## Begin
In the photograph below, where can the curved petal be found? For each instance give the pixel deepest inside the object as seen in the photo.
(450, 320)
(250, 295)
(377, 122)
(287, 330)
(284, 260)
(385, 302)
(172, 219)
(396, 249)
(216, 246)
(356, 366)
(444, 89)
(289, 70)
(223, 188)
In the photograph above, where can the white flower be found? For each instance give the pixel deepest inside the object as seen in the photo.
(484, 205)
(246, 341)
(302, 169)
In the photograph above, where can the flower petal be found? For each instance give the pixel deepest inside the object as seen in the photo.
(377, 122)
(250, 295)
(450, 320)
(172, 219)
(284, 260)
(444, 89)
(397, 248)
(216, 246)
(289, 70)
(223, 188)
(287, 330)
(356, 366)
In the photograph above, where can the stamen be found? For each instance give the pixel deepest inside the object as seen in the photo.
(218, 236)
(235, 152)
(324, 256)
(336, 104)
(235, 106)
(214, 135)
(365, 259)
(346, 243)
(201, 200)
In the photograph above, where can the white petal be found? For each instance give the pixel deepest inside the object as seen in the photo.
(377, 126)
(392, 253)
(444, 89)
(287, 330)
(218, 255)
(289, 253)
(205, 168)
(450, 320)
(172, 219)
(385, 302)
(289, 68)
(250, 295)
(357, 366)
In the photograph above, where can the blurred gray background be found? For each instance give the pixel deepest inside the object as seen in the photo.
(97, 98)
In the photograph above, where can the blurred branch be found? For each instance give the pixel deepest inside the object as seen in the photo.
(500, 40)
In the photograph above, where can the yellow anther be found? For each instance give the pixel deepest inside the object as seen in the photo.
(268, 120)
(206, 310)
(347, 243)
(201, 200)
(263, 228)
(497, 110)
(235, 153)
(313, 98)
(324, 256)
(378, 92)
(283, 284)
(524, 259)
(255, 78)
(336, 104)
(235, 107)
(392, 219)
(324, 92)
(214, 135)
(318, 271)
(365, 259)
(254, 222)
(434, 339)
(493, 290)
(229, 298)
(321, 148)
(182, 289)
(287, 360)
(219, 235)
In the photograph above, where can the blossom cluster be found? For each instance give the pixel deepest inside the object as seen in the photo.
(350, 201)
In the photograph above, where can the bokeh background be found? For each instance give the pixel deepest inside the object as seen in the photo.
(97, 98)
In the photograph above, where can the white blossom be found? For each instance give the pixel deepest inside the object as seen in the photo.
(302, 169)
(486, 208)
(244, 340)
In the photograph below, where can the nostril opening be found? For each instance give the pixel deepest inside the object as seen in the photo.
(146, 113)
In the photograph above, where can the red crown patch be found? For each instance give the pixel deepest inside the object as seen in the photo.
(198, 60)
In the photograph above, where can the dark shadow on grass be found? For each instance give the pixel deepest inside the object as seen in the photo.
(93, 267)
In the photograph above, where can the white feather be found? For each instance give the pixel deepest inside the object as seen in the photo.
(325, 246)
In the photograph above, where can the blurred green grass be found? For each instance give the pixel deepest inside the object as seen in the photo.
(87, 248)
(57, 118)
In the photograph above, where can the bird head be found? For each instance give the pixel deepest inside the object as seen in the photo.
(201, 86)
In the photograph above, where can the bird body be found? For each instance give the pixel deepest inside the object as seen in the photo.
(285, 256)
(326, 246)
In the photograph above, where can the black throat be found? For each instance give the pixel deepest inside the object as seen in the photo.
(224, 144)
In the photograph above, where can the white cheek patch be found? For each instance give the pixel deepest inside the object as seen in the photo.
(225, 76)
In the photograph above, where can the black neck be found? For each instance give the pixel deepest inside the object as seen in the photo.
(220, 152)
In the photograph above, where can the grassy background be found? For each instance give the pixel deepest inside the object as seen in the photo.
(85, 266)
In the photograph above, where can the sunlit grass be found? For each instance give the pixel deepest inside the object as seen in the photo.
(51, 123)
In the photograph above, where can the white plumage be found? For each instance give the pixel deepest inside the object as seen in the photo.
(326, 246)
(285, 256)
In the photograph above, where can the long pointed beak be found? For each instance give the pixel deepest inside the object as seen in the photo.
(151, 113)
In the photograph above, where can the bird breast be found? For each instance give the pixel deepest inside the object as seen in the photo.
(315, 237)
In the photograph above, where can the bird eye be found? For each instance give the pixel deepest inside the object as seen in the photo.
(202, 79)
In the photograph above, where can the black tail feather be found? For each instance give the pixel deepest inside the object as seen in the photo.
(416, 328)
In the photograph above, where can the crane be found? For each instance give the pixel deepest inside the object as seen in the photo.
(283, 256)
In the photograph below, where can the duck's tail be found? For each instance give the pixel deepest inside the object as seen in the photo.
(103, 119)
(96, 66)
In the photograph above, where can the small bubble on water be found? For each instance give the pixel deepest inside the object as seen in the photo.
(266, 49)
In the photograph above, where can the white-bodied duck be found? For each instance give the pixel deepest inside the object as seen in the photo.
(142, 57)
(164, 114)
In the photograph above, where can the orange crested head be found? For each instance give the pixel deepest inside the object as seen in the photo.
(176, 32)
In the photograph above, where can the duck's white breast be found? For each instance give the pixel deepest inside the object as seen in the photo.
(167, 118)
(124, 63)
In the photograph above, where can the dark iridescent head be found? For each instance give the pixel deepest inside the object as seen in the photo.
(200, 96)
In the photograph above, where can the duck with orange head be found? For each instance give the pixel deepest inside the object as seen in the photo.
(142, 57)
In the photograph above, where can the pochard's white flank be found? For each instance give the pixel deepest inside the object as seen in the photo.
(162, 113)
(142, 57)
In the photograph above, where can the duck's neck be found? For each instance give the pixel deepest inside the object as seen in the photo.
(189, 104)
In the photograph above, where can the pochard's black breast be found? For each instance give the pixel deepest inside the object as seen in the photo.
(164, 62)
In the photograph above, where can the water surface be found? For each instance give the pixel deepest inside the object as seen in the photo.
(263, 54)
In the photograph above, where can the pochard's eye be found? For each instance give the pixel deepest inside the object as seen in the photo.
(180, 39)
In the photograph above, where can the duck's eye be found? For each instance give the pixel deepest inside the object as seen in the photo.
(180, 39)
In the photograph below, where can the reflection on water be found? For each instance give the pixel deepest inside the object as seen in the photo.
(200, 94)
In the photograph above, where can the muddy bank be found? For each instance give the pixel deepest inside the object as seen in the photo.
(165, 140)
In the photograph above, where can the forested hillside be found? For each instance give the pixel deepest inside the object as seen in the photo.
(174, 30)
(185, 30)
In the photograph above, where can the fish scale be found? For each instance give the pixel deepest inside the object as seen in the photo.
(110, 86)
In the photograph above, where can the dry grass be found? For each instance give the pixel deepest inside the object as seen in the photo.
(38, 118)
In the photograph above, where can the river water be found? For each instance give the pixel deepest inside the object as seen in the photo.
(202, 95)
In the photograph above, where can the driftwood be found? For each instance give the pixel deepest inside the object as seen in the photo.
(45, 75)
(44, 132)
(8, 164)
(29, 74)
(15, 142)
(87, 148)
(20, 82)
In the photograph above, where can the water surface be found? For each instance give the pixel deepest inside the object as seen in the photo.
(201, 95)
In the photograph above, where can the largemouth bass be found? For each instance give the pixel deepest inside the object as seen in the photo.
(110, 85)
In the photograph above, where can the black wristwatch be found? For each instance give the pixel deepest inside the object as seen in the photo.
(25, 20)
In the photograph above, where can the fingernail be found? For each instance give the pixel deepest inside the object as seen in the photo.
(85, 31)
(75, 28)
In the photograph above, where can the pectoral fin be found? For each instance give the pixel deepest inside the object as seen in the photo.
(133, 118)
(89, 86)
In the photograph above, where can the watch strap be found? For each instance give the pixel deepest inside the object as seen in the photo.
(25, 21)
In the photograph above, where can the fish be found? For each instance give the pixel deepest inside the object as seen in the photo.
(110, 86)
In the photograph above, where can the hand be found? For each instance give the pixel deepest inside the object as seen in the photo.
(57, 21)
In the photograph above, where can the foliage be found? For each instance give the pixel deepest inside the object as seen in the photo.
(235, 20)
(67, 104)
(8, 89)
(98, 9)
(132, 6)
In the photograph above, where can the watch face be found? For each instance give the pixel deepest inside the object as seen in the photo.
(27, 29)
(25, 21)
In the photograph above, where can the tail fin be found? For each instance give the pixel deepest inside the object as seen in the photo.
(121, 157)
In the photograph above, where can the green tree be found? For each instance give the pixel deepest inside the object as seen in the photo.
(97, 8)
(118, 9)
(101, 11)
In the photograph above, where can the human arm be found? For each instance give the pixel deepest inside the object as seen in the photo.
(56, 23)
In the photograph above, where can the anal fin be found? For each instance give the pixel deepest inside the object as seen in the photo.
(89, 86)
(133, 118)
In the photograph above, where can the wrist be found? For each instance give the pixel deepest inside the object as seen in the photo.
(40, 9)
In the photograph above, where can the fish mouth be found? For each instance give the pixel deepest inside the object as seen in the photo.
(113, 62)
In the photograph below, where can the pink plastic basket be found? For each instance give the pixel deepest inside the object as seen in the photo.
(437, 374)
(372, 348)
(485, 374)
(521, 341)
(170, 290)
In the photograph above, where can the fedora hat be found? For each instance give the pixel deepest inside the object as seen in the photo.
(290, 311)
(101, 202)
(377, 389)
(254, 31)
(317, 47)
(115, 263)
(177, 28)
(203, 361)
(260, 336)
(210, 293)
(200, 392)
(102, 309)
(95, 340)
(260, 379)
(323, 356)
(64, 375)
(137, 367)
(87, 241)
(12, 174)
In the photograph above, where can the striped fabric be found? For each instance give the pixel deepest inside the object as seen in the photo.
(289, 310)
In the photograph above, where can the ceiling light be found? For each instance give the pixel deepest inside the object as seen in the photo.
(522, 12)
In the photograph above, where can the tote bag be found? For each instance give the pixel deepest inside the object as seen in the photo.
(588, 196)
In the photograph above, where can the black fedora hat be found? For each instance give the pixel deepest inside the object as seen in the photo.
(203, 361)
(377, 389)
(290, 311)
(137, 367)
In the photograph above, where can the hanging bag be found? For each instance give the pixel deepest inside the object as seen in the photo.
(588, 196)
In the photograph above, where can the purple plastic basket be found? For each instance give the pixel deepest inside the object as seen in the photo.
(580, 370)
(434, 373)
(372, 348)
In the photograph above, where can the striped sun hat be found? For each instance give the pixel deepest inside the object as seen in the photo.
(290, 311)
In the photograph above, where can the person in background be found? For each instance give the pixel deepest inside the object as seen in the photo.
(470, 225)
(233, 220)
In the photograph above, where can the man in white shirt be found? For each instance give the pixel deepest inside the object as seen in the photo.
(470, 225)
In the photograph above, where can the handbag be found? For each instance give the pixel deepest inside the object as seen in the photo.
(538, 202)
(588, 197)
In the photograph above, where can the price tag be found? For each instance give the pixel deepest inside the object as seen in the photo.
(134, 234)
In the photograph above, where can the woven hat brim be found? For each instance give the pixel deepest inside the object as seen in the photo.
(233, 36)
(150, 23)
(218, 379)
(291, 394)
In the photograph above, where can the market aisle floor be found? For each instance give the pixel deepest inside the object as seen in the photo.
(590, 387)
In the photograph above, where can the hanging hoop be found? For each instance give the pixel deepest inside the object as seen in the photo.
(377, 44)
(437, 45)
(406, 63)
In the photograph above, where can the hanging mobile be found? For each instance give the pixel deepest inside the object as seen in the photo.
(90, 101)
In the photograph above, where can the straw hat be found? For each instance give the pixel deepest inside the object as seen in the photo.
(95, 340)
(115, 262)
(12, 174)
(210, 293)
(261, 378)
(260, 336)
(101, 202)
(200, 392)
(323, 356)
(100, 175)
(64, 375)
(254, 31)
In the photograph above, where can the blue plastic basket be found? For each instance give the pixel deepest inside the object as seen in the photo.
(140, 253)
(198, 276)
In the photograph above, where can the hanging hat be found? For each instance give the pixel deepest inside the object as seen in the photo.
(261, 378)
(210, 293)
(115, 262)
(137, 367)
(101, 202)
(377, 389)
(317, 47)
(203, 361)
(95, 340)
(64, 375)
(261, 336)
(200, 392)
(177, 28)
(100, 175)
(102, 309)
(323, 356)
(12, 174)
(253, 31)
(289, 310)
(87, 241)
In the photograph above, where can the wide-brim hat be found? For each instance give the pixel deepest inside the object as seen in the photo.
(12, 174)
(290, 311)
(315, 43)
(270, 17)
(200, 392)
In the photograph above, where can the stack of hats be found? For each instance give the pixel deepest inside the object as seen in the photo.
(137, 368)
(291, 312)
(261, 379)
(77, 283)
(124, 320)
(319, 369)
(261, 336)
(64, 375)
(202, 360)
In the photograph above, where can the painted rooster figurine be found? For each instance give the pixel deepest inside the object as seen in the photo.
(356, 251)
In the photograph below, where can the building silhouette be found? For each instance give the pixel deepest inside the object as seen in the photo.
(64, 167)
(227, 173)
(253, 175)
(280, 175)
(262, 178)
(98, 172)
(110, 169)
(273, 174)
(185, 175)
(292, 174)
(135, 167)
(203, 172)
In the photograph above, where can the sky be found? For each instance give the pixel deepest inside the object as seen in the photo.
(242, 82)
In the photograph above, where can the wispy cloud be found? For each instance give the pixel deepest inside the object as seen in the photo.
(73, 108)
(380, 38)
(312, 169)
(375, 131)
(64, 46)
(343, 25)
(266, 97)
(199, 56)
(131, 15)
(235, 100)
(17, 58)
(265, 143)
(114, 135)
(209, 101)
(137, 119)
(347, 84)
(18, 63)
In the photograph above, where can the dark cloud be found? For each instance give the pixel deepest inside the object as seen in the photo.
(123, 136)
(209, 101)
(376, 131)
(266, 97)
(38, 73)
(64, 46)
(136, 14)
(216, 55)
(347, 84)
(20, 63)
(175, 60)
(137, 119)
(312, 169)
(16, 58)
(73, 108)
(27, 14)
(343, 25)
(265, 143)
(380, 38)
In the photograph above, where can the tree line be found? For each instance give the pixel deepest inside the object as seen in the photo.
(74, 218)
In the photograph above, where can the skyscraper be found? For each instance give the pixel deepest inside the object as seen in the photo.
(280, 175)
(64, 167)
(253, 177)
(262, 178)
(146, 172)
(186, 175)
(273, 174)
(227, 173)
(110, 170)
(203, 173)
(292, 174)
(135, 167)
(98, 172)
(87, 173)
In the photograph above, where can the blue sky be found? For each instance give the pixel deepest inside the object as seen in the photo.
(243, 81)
## End
| Objective |
Copy verbatim every line of the records above, from the line containing "In the photograph above, where can the dark cloud" through the end of the records, both included.

| Answer to this problem |
In the photograph above, where can the dark cloud be found? For each instance give the pixel deepest inside the object as seen in the photo.
(123, 136)
(209, 101)
(376, 131)
(266, 97)
(38, 73)
(64, 46)
(136, 14)
(216, 55)
(347, 84)
(20, 63)
(175, 60)
(137, 119)
(312, 169)
(16, 58)
(73, 108)
(27, 14)
(343, 25)
(265, 143)
(380, 38)
In the photograph above, where can the tree line be found? For each instance give the pixel deepest inside the object as seen in the photo.
(74, 218)
In the photograph above, where can the skyscraper be found? For each instance give the pixel deepest inside the object as seen in the photo.
(280, 175)
(64, 167)
(253, 177)
(262, 178)
(146, 172)
(186, 175)
(273, 174)
(227, 173)
(110, 170)
(203, 173)
(292, 174)
(135, 167)
(98, 172)
(87, 173)
In the photograph above, where can the blue sky be found? For each instance give the pixel deepest inside the object as seen in the photo.
(243, 81)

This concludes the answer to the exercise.